Leestekst:
::::

De Accountantskamer stelt vast dat klaagster op 16 oktober 2013 door betrokkene is geïnformeerd over het feit dat de zwangerschapsuitkeringen onbelast waren. Op 7 november 2013 heeft klaagster de meer algemene informatie van de belastingdienst ontvangen. Zo de 3-jaarstermijn als bedoeld in artikel 22, eerste lid, van de Wtra voor het indienen van een klacht al niet kort na 16 oktober 2013 is aangevangen, dan is deze toch in ieder geval kort na 7 november 2013 aangevangen. Op dat moment is de 3-jaarstermijn aangevangen, zodat klaagster uiterlijk kort na 7 november 2016 haar klachten ter zake het vermeend klachtwaardig handelen had moeten indienen. Nu klaagster haar klaagschrift pas op 10 mei 2017 heeft ingediend, is zij reeds op grond van voormelde 3-jaarstermijn ter zake deze klachtonderdelen niet ontvankelijk in haar klacht.

Klachtonderdeel 7 is voorts ook niet-ontvankelijk wegens het verstrijken van de 6-jaarstermijn als bedoeld in artikel 22, eerste lid, van de Wtra. De definitieve aangiften zijn gedaan op 20 december 2007, 13 november 2008, 15 januari 2010 en 18 januari 2011. Op deze data is per aangifte de 6-jaarstermijn gaan lopen. Dit betekent dat op 9 mei 2017 (datum indiening klacht) niet alleen de 3-jaarstermijn was verstreken, maar ook de 6-jaarstermijn.

Overigens, naar aanleiding van klachtonderdeel 10 merkt de Accountantskamer op dat bij haar niet geklaagd kan worden over het nalaten van het betalen van schadevergoeding, indien daar al een civielrechtelijke grondslag voor zou zijn.

4.4.7    In klachtonderdeel 11 betoogt klaagster dat betrokkene haar ten onrechte voor het corrigeren van die fouten een factuur heeft gestuurd. Klaagster vindt dat betrokkene de fouten voor zijn rekening en risico had moeten corrigeren.

De desbetreffende nota is gedateerd 29 oktober 2013 en kort daarop door klaagster ontvangen. Gelet op voormelde 3-jaarstermijn is ook dit klachtonderdeel te laat ingediend en dient dit niet-ontvankelijk te worden verklaard.

::::

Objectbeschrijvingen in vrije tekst
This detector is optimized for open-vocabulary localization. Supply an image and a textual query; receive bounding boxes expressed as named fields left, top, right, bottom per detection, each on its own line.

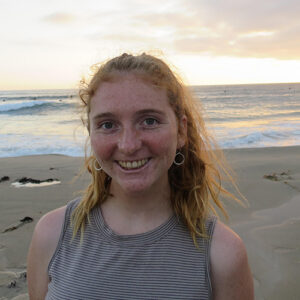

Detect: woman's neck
left=101, top=186, right=173, bottom=235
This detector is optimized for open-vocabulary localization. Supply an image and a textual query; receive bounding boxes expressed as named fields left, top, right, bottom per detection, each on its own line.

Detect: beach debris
left=2, top=217, right=33, bottom=233
left=12, top=177, right=60, bottom=188
left=0, top=176, right=10, bottom=182
left=264, top=170, right=300, bottom=192
left=264, top=170, right=293, bottom=181
left=19, top=271, right=27, bottom=280
left=7, top=280, right=17, bottom=289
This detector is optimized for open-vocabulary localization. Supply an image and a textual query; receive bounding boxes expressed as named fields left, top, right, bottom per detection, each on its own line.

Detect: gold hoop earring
left=173, top=151, right=185, bottom=166
left=94, top=159, right=102, bottom=171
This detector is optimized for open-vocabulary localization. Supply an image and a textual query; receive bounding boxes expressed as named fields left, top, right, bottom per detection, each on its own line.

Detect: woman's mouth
left=117, top=158, right=149, bottom=170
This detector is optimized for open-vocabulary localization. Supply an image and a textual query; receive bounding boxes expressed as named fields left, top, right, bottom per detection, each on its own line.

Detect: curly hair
left=72, top=53, right=237, bottom=246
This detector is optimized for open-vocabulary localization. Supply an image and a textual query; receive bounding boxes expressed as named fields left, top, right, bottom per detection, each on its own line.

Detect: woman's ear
left=177, top=115, right=187, bottom=149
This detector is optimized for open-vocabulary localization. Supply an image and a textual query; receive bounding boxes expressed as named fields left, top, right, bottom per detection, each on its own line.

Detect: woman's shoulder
left=210, top=221, right=253, bottom=299
left=33, top=205, right=67, bottom=252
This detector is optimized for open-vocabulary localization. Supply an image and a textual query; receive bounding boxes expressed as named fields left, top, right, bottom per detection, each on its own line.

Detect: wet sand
left=0, top=146, right=300, bottom=300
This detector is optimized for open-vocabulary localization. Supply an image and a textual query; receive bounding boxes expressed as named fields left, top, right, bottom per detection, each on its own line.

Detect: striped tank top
left=46, top=199, right=216, bottom=300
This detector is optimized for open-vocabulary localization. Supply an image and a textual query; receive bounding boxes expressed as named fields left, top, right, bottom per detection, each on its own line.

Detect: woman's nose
left=118, top=128, right=141, bottom=154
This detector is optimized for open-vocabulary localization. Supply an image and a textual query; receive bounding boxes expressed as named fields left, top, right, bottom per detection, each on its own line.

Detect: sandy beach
left=0, top=146, right=300, bottom=300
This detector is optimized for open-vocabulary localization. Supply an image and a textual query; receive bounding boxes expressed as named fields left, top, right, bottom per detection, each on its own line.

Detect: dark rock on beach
left=0, top=176, right=10, bottom=182
left=17, top=177, right=58, bottom=184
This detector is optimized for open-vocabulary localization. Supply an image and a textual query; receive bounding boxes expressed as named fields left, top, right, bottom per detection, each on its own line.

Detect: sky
left=0, top=0, right=300, bottom=90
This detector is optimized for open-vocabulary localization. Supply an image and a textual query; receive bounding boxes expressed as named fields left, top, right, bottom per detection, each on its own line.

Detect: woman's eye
left=144, top=118, right=158, bottom=126
left=99, top=122, right=114, bottom=130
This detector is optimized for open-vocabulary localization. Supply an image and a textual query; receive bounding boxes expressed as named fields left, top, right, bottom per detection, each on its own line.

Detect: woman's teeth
left=118, top=158, right=149, bottom=170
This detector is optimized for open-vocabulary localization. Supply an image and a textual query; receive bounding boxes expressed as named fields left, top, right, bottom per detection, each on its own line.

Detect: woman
left=28, top=54, right=253, bottom=300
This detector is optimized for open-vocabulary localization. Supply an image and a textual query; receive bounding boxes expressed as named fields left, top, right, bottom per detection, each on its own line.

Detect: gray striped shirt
left=46, top=199, right=216, bottom=300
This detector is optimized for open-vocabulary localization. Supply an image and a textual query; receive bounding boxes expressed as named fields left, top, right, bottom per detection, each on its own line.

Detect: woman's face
left=89, top=73, right=186, bottom=193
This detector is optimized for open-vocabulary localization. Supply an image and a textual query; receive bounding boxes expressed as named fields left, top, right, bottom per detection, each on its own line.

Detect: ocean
left=0, top=83, right=300, bottom=157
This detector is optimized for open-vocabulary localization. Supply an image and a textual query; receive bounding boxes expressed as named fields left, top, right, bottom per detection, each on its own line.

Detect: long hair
left=72, top=53, right=240, bottom=245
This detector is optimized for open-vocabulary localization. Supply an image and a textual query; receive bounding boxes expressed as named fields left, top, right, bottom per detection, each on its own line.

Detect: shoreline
left=0, top=144, right=300, bottom=159
left=0, top=146, right=300, bottom=300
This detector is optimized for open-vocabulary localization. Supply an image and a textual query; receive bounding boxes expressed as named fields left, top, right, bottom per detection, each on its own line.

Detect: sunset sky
left=0, top=0, right=300, bottom=90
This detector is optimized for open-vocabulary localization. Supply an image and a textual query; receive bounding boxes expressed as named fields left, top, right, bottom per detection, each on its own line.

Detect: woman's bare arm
left=211, top=221, right=254, bottom=300
left=27, top=206, right=66, bottom=300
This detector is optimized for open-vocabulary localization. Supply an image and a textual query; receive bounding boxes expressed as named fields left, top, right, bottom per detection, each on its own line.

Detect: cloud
left=132, top=0, right=300, bottom=59
left=43, top=13, right=76, bottom=24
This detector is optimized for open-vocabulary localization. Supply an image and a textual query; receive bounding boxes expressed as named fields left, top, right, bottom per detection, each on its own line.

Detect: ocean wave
left=208, top=111, right=300, bottom=122
left=219, top=130, right=300, bottom=148
left=0, top=94, right=76, bottom=102
left=0, top=101, right=74, bottom=115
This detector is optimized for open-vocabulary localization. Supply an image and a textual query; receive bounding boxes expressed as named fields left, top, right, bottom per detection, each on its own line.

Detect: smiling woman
left=28, top=54, right=253, bottom=299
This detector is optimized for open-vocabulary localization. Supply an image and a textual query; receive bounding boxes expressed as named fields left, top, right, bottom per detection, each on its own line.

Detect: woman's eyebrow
left=136, top=108, right=165, bottom=116
left=92, top=112, right=114, bottom=120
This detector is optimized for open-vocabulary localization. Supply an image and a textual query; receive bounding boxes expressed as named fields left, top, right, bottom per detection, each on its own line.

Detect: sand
left=0, top=146, right=300, bottom=300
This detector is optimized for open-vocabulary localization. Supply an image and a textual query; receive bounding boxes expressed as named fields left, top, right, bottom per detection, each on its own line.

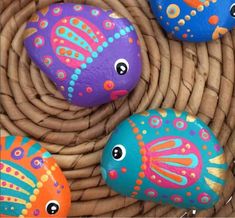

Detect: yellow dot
left=41, top=175, right=48, bottom=182
left=21, top=209, right=28, bottom=215
left=26, top=203, right=32, bottom=209
left=33, top=189, right=39, bottom=195
left=197, top=5, right=204, bottom=11
left=174, top=26, right=180, bottom=31
left=37, top=182, right=43, bottom=188
left=184, top=15, right=191, bottom=20
left=29, top=195, right=37, bottom=202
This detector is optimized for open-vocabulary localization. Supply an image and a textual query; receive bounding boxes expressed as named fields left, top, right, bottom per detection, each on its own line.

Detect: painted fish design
left=150, top=0, right=235, bottom=42
left=0, top=136, right=71, bottom=218
left=101, top=109, right=227, bottom=209
left=24, top=3, right=142, bottom=107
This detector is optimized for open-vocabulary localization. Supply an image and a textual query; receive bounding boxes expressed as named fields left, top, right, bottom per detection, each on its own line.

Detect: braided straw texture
left=0, top=0, right=235, bottom=217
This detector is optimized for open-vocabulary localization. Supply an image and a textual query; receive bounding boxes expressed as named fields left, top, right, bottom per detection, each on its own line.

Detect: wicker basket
left=0, top=0, right=235, bottom=217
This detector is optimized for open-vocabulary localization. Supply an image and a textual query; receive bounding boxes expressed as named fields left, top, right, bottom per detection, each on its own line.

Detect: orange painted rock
left=0, top=136, right=71, bottom=218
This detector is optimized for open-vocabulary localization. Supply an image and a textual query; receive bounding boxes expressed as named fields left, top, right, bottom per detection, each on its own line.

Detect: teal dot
left=81, top=64, right=86, bottom=70
left=86, top=57, right=93, bottom=64
left=97, top=46, right=103, bottom=52
left=68, top=87, right=73, bottom=93
left=108, top=37, right=114, bottom=43
left=103, top=42, right=109, bottom=48
left=75, top=69, right=81, bottom=75
left=114, top=33, right=121, bottom=39
left=92, top=52, right=98, bottom=58
left=120, top=29, right=126, bottom=36
left=71, top=74, right=78, bottom=81
left=126, top=26, right=131, bottom=33
left=69, top=81, right=75, bottom=86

::::

Opdracht: Zet de alinea uit de leestekst die begint met "De desbetreffende nota is gedateerd" om in een korte opsomming met de belangrijkste feiten. De gegevens staan helemaal los van de leestekst.

Het antwoord:
- De nota is gedateerd 29 oktober 2013.
- Klaagster heeft de nota kort daarna ontvangen.
- Gezien de 3-jaarstermijn is ook dit klachtonderdeel te laat ingediend.
- Dit klachtonderdeel moet daarom niet-ontvankelijk worden verklaard.